*Exercise directions*: Which lines in the listing below contain "every"? Copy each of them.

*Data to examine*:
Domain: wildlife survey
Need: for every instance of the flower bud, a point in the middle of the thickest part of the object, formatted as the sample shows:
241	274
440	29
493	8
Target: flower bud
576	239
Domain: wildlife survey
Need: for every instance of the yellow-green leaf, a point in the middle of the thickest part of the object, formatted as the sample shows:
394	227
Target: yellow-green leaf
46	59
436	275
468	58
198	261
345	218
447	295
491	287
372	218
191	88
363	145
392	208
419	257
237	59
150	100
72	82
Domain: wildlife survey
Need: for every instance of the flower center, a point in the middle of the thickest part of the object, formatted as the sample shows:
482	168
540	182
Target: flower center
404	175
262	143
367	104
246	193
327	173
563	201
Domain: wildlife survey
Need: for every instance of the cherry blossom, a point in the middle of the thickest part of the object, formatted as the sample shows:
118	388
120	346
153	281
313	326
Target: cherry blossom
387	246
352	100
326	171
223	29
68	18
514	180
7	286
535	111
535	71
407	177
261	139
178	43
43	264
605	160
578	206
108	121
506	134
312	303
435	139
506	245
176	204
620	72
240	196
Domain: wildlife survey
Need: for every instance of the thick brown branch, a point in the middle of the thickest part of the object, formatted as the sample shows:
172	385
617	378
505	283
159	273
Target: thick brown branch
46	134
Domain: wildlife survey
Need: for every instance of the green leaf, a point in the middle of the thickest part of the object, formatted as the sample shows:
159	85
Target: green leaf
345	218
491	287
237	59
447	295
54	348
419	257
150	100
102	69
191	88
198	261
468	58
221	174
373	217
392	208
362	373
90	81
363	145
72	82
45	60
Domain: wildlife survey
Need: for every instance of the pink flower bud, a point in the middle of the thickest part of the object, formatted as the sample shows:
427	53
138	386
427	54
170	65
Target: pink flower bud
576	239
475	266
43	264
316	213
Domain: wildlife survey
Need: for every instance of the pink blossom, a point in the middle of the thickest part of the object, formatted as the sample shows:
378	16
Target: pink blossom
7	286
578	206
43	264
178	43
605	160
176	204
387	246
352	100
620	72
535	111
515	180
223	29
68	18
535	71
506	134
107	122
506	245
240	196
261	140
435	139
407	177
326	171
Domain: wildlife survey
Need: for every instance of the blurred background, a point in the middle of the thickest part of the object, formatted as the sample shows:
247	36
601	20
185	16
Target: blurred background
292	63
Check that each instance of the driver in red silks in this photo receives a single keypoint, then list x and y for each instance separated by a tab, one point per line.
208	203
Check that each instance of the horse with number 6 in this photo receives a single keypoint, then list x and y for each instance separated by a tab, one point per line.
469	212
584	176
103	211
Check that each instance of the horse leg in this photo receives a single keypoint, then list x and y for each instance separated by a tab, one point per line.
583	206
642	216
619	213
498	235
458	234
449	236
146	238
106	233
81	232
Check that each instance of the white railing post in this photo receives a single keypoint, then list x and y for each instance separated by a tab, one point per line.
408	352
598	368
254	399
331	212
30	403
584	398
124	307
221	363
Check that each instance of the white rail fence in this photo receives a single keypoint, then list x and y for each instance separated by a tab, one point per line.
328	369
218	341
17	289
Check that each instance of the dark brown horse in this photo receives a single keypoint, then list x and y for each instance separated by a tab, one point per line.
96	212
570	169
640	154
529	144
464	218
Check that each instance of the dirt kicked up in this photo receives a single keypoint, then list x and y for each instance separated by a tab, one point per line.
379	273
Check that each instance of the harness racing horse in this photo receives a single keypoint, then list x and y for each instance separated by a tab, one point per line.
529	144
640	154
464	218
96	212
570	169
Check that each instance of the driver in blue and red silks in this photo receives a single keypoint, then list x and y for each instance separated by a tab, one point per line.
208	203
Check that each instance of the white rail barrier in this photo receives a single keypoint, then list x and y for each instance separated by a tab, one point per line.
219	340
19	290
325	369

*Your response*:
Need: for every instance of the flower bud, a point in the middle of the thickest part of the object, formatted as the sample shows:
Need: for every instance of the yellow-green leaf, a point in the middle of the thickest part of the object, formatted as the sample shows:
Need: for every instance of the flower center, a point in the middle of the thickest part of the object, formatted as the sample shows:
Need: for every instance of the cherry blossom, a point in the middle of the thickest part of the object, formatted as the sample shows:
Need: for every instance of the thick brown branch, a point in the middle of the thickest part of the object, formatted as the sample shows:
Need: for every instance of the green leaf, a point in the middle of the thickest part of the object, formatted as the sample shows:
Need: for every instance of the pink flower bud, a point in the middle of the thickest part of the object, formatted as the sample shows:
Need: for every instance of the pink blossom, a point in the middle of the thickest part of the object, formatted as the sample shows:
Need: for every instance of the blurred background, a point in the middle of the thickest part of the object, formatted as the sample shows:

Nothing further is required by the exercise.